EJERCICIOS PROPUESTOS:
(A) Decide si cada afirmación concuerda con el texto sobre el carbonero del parque de Bolívar; responde sí o no y cita textualmente las palabras que lo demuestran.
(i) El carbonero de Medellín crece unos cinco metros.
(ii) En el parque quedan tres carboneros.
(iii) La Catedral Metropolitana está al costado del árbol.
(B) Contesta brevemente, según el texto sobre el carbonero del parque de Bolívar:
(i) ¿Qué sostiene las ramas del árbol?
(ii) ¿De qué zona es especie endémica el carbonero?
(iii) ¿Cuántos grados inclina el árbol su tronco?
(C) Enumera todas las finalidades de la estructura metálica que el texto sobre el carbonero del parque de Bolívar introduce con «para que».
##### FRAGMENTO DEL TEXTO
En el parque de Bolívar, donde las palomas se mezclan con los pregones del San Alejo y los acordes de los músicos callejeros, hay un árbol que se inclina como si cargara el peso de toda la historia del Centro. Sus ramas buscan el cielo con esfuerzo, sostenidas por una estructura metálica que, a la distancia, parece una muleta. Una ayuda silenciosa para que no caiga, para que siga respirando, para que siga siendo testigo.
Ese árbol es un carbonero de Medellín. No hay otro igual. Crece apenas cinco metros, pero su valor es incalculable: es una de las pocas especies endémicas del Valle de Aburrá, símbolo botánico de la ciudad que lo vio nacer. De los cinco carboneros que alguna vez habitaron este parque, solo quedan dos.
A su sombra, decenas de personas descansan sin saber que están sentadas sobre uno de los patrimonios vivos de Medellín. Frente a él se alza la imponente Catedral Metropolitana y, al costado, el CAI de Bolívar observa el ir y venir de los transeúntes. Allí, donde confluyen la historia y el presente, el carbonero inclina su tronco unos 45 grados, como si quisiera saludar a la ciudad. Esa misma inclinación fue la que encendió las alarmas entre los expertos del Distrito.
##########
##### INFORMACIÓN REGISTRADA
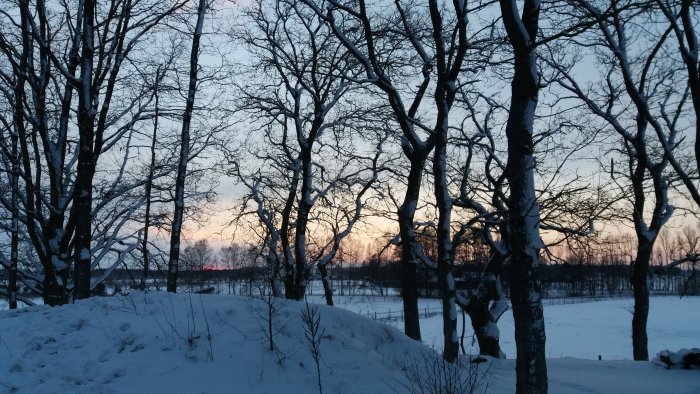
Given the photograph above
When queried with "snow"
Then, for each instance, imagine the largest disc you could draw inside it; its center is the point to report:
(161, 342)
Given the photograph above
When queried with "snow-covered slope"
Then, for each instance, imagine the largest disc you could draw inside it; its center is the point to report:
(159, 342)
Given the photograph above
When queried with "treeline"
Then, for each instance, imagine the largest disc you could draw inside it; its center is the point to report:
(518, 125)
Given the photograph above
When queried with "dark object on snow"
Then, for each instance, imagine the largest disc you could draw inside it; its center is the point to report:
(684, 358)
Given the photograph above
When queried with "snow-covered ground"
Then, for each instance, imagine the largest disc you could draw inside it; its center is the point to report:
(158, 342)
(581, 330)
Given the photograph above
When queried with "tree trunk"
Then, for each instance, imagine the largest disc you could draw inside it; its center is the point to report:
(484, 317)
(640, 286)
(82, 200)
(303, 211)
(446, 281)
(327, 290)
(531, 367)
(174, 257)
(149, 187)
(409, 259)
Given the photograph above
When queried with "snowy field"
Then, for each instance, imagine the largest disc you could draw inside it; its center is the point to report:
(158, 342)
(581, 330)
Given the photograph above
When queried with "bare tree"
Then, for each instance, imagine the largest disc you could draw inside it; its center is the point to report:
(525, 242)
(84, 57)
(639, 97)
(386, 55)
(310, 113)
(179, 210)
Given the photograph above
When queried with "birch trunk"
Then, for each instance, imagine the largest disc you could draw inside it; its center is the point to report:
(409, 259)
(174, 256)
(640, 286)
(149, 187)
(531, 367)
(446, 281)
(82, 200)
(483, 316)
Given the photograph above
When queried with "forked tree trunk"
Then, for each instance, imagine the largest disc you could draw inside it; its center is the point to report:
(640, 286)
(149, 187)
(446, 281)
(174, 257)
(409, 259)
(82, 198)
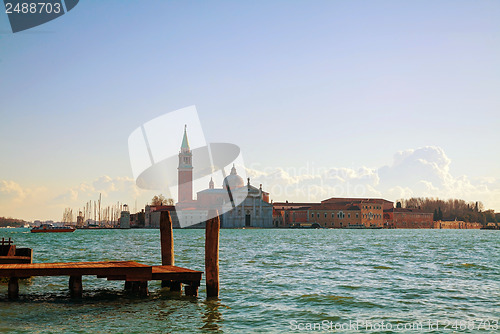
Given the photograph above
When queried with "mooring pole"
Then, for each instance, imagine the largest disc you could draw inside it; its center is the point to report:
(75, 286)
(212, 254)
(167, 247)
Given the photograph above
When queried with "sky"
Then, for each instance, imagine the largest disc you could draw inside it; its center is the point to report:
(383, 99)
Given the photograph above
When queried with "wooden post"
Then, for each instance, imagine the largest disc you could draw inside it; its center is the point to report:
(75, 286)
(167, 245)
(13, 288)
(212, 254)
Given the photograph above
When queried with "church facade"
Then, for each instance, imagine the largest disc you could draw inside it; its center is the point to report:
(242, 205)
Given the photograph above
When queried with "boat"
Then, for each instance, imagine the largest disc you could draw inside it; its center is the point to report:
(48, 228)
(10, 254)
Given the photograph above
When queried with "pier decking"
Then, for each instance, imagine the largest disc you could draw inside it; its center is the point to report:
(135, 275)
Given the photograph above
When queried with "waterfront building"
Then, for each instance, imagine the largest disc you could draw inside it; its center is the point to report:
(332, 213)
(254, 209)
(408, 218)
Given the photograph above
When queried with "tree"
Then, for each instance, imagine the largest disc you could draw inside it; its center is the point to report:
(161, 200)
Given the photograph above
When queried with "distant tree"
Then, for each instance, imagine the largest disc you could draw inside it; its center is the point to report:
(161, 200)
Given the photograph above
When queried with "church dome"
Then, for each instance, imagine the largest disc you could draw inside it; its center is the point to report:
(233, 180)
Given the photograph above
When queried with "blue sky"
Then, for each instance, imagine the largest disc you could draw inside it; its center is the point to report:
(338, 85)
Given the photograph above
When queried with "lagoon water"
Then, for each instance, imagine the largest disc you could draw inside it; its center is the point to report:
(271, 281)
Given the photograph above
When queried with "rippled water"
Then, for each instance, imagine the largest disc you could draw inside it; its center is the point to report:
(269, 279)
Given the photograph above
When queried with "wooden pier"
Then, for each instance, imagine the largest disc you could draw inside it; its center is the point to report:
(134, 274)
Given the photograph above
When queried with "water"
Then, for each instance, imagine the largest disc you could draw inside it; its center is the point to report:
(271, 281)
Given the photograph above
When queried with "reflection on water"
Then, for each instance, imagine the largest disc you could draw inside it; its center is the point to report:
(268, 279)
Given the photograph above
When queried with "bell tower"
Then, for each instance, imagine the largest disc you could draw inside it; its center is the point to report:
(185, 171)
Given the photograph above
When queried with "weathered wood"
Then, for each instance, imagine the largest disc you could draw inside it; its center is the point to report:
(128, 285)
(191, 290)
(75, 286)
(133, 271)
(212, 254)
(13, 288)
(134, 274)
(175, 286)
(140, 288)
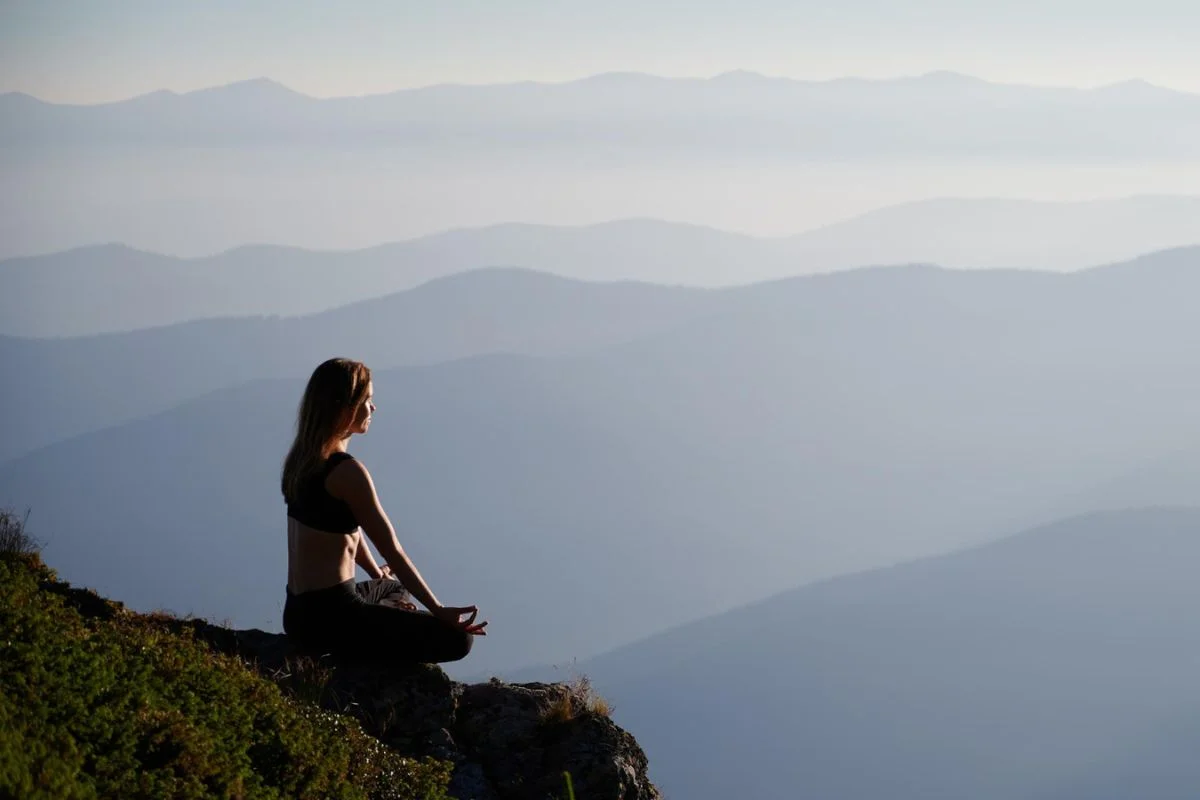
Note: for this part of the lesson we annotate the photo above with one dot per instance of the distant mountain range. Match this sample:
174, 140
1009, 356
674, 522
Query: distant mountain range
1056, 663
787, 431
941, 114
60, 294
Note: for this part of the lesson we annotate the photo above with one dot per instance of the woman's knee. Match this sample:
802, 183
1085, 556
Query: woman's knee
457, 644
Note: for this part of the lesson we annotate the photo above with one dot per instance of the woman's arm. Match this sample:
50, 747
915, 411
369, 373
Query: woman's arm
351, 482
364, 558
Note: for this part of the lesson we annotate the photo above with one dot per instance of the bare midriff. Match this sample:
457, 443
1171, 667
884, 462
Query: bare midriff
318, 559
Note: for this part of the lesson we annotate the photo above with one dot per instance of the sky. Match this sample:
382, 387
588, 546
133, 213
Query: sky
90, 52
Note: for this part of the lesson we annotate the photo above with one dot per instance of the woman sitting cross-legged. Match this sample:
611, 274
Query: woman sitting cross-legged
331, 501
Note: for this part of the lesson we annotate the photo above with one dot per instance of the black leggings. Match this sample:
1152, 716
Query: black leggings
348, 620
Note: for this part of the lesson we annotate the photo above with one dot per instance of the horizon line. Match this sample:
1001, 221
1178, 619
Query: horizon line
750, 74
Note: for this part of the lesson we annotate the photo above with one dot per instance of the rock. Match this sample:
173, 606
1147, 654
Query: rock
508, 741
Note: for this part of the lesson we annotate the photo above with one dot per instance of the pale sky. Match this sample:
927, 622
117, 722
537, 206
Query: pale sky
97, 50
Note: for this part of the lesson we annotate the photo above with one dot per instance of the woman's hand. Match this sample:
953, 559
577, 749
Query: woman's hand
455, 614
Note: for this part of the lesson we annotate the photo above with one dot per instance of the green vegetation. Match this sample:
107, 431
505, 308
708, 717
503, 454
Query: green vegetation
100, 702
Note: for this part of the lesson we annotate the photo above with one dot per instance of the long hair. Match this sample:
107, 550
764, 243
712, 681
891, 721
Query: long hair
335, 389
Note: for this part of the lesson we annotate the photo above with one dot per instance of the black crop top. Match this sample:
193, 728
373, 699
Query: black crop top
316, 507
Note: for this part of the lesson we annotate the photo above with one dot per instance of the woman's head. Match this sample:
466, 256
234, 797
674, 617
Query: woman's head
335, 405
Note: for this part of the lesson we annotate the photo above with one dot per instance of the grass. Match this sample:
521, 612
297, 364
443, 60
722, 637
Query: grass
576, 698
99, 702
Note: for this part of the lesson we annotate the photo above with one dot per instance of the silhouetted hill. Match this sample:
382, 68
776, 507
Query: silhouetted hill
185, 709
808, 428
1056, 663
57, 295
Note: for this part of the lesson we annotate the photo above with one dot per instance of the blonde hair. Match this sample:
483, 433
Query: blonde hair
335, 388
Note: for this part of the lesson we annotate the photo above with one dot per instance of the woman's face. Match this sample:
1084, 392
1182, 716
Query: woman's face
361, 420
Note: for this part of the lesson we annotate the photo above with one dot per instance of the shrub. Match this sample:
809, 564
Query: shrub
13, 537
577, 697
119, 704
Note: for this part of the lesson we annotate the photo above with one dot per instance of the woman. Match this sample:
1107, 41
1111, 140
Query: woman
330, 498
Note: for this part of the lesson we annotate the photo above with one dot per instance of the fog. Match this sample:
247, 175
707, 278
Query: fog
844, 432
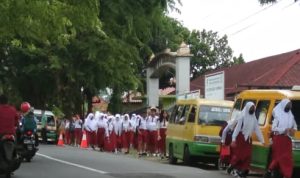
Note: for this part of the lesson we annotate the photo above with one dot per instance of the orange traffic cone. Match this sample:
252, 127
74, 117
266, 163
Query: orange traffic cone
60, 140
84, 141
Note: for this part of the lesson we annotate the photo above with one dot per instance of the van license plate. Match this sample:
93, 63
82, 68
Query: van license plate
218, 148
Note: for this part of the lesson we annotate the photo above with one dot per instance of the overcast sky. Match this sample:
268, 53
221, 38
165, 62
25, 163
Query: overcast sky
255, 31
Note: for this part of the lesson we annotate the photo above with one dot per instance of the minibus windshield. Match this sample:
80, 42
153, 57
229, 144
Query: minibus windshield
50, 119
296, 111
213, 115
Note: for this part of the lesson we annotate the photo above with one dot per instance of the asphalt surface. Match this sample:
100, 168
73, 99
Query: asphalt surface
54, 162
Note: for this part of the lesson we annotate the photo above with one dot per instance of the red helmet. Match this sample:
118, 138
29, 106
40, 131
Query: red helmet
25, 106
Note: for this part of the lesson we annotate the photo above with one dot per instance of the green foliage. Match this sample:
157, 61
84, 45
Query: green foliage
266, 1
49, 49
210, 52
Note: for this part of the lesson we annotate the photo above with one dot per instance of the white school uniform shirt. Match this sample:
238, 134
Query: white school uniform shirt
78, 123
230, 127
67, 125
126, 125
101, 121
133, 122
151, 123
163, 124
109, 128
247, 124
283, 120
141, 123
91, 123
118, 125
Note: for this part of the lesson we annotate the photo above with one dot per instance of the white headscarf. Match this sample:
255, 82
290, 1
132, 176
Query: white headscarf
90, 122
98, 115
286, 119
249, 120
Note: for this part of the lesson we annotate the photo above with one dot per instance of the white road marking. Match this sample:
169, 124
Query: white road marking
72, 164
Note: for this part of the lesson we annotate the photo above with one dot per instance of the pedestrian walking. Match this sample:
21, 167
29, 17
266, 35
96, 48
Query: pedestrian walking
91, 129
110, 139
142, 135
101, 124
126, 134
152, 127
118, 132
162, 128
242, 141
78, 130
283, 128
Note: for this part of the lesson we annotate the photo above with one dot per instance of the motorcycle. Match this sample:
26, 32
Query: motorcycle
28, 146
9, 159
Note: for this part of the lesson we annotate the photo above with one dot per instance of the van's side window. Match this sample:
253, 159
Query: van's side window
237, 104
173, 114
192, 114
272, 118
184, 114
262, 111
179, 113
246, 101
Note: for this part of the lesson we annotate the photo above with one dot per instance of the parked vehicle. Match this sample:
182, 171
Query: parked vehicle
##########
RESULTADOS DEL EJERCICIO:
(A)
(i) Sí: «Crece apenas cinco metros».
(ii) No: «De los cinco carboneros que alguna vez habitaron este parque, solo quedan dos».
(iii) No: «Frente a él se alza la imponente Catedral Metropolitana».

(B)
(i) Una estructura metálica.
(ii) Del Valle de Aburrá.
(iii) Unos 45 grados.

(C) Que no caiga; que siga respirando; que siga siendo testigo.